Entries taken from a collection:
▼
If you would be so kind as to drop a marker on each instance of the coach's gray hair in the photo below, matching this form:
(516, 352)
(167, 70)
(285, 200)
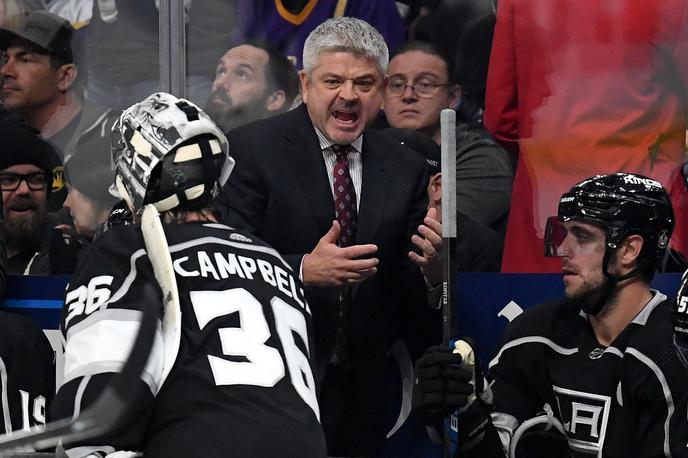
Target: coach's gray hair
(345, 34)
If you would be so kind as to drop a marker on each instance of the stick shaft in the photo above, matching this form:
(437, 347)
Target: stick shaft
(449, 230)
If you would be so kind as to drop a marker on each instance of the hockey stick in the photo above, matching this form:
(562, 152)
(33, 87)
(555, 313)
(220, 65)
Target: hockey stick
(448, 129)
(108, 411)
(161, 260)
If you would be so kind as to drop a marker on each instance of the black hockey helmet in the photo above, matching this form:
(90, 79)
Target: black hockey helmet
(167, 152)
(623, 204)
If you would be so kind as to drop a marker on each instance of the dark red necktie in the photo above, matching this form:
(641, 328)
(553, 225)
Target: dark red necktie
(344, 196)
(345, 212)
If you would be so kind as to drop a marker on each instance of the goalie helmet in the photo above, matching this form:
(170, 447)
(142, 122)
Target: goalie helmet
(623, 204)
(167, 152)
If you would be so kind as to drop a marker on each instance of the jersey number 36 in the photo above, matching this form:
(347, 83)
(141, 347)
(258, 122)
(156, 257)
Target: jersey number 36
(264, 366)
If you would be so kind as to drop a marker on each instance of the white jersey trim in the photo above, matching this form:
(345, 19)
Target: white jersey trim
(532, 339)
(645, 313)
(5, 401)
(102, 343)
▲
▼
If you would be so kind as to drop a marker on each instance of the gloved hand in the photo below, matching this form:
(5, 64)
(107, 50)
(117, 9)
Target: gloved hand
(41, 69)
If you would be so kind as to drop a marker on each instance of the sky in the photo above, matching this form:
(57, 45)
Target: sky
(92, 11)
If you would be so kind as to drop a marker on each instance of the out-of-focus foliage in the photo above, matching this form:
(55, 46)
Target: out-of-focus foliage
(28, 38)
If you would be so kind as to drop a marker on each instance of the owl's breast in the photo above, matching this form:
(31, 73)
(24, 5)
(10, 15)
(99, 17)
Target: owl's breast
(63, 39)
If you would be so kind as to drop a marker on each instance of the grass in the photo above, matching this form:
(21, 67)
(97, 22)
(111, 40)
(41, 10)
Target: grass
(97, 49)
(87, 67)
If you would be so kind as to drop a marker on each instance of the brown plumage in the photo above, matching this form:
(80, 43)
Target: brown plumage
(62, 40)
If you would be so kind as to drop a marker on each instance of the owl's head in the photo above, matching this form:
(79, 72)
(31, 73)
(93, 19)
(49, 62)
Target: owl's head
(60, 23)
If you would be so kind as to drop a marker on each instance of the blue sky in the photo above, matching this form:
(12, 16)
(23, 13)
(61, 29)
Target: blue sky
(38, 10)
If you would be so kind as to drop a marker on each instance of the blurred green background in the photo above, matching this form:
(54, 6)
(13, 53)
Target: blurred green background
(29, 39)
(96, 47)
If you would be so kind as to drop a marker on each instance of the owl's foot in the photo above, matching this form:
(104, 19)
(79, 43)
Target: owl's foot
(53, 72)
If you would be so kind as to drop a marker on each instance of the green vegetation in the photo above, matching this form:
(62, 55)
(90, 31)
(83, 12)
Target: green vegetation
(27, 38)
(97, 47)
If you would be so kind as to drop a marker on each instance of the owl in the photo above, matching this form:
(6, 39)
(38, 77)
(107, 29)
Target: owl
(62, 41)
▲
Work required -> Say how many lines of the entries hold the string "below". Nothing but the number should be given.

Reply -> 2